[ACTIVITY]
Without skipping any entry, transcribe the data word for word.

[PROVIDED INFORMATION]

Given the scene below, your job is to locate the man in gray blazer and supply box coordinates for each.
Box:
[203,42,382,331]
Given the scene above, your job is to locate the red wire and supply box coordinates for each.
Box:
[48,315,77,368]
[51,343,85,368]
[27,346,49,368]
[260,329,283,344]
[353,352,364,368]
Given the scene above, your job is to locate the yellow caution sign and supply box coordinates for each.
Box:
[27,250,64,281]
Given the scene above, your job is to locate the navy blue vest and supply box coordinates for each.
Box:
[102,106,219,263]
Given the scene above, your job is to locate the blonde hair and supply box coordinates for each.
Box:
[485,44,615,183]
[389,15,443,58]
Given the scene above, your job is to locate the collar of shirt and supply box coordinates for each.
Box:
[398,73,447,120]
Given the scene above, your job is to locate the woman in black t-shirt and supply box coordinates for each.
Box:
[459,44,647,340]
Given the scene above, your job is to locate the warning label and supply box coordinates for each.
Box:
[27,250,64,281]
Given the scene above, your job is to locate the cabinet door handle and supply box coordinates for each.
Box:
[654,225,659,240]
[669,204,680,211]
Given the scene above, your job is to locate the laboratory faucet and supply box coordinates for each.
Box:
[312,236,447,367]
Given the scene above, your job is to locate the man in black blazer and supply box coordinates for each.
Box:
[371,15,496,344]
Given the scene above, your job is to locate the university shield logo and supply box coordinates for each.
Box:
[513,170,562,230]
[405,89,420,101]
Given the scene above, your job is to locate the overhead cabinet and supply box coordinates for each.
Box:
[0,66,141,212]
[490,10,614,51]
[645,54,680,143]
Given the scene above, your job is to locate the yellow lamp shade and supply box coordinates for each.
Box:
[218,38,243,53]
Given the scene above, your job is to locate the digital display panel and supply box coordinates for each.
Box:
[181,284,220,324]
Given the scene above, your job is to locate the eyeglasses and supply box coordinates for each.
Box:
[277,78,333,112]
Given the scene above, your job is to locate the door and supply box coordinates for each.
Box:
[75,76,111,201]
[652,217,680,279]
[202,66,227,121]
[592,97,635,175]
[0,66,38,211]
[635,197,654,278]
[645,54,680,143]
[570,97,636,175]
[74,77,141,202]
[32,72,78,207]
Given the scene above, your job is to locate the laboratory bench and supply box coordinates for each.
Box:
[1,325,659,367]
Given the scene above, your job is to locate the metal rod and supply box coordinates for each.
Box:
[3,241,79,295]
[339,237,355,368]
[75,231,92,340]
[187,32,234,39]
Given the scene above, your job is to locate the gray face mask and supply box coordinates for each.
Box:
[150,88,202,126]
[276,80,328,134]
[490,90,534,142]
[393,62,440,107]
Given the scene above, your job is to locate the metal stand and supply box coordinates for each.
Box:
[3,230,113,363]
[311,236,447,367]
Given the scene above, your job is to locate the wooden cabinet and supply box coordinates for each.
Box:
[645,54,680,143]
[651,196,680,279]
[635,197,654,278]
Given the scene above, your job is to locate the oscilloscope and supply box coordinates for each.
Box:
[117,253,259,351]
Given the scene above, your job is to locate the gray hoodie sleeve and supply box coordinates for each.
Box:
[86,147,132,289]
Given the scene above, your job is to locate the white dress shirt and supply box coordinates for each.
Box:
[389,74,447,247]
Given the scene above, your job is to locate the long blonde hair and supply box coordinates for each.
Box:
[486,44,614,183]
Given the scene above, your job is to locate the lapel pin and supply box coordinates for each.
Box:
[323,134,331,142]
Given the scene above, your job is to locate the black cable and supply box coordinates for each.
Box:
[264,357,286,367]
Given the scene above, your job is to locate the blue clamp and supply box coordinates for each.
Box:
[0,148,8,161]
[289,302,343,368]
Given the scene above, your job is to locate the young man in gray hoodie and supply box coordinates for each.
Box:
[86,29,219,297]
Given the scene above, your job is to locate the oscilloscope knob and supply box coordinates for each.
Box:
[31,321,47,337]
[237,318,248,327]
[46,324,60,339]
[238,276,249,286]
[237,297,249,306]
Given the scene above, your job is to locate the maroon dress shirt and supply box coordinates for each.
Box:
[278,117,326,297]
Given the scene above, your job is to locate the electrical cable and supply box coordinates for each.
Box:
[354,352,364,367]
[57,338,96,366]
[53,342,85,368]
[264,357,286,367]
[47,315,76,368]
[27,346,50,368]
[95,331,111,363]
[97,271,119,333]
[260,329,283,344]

[RESPONSE BOX]
Given the scene below, your job is to locate the man in gray blazer and supply box coordinates for each.
Box:
[203,42,382,331]
Given the scene above, your job is to locate the red wire and supply box coordinates for each.
Box:
[48,315,77,368]
[51,343,85,368]
[27,346,49,368]
[260,329,283,344]
[353,352,364,368]
Given the scene above, your job is to locate the yellow caution sign and supply box coordinates for each.
Box:
[27,250,64,281]
Given the scene above, your job is to locate the navy blue vest and supply box coordinates for each.
Box:
[102,106,219,263]
Given the scene above, your job is to locate the blonde hair and supply box coordinates for each.
Box:
[485,44,615,183]
[389,15,443,58]
Given the scene above, your job is to locate the collar of shirt and supply box coordinates for each.
Box:
[398,73,447,120]
Given the scene above, your job is to locate the woman in black t-shirt and supply box coordinates for each.
Box:
[459,44,647,340]
Given the scene above, your job is to locate the warning label and supply box coordinates for each.
Box:
[27,250,64,281]
Given the scene above, your job is to locate the cabinet door handle and supply box coordinates for each.
Box:
[654,225,659,240]
[669,204,680,211]
Given the scene above, your job is to locate the laboratory faucet and supply box coordinates for each.
Box:
[312,236,447,367]
Given the scene above, your job is to locate the man in black blazer and supply box coordinates for each.
Box:
[371,15,496,344]
Given the scene above, your job is to locate the university shield logo and supply box coordinates for each.
Box:
[513,170,562,230]
[405,89,420,101]
Given the scene above, your job is to locate the overhead cabinet and supply box coordinates for each.
Box:
[0,66,141,212]
[490,10,614,51]
[645,54,680,143]
Given the scene above, your job is to locate the yellow lamp shade and supply box coordinates for each.
Box:
[218,38,243,53]
Given the scene above, your job is to locate the digital display panel and supply box coordinates for each.
Box:
[181,284,220,324]
Given the scene above, your job is to locate the eyeglasses and supply box coordinates for each.
Box:
[277,78,333,112]
Given the scene above, your job is to locate the door and supply box coordinates for each.
Box:
[75,76,111,201]
[652,217,680,279]
[202,66,227,121]
[592,97,635,175]
[0,66,38,211]
[635,197,654,278]
[645,54,680,143]
[570,97,636,175]
[74,77,141,202]
[32,72,78,207]
Given the scene above, your job is to locate the laboratory bench and supply box coordinates for each.
Box:
[1,325,659,367]
Given the scene above, your job is to locate the metal rod and supply box coordinates for each.
Box:
[3,241,79,295]
[339,237,355,368]
[75,231,92,340]
[187,32,234,39]
Given the scene above, your job is to locate the gray face mask and supply box coordinates for each.
Box:
[150,88,202,126]
[276,80,328,134]
[490,90,534,142]
[393,62,440,107]
Given the scene above, your job is to locate the metal stand and supply box coordinates for each.
Box:
[3,230,113,363]
[311,236,447,367]
Given the scene above, your job is to locate the wooden cabinet and supply box coordinates for each.
Box:
[645,54,680,143]
[651,196,680,279]
[635,197,654,278]
Given the scene above, your job is to locate the oscilloscope and supply box coordinates for each.
Box:
[117,253,259,351]
Given the scene above, your job is to locate the gray hoodie sleeve and supply box coordinates for each.
Box:
[86,147,132,289]
Given the scene above, your job is to locate the white dress shirt and supply box coordinates for each.
Box:
[389,74,447,247]
Given the scene above, your job is to locate the long blonde hair and supply box coordinates for each.
Box:
[486,44,614,183]
Given the scene above, your job is to locate the lapel pin and supply box coordinates for each.
Box:
[323,134,331,142]
Given the scene above, your job is to locate the black cable and supply box coordinates for each.
Box:
[264,357,286,367]
Given the scene above, your job is to locate the blue clamp and supply box coordinates for each.
Box:
[0,148,8,161]
[289,302,343,368]
Given the scene above, your job is to locate the young man in gray hoodie and supply box coordinates for each.
Box:
[86,29,219,297]
Given the scene above, your job is to locate the oscilloscope knob and supply box coordinates for each.
Box:
[31,321,47,337]
[237,318,248,327]
[46,324,60,339]
[238,276,249,286]
[237,297,249,306]
Given the scene above, your job is to locate the maroon dress shirt and supply box coordinates for each.
Box:
[278,117,326,297]
Given the scene above, your job is to locate the electrical cable and supply box coordinates for each.
Box:
[354,352,364,367]
[57,338,96,366]
[53,342,85,368]
[264,357,286,367]
[47,315,76,368]
[27,346,50,368]
[95,331,111,363]
[97,271,119,333]
[260,329,283,344]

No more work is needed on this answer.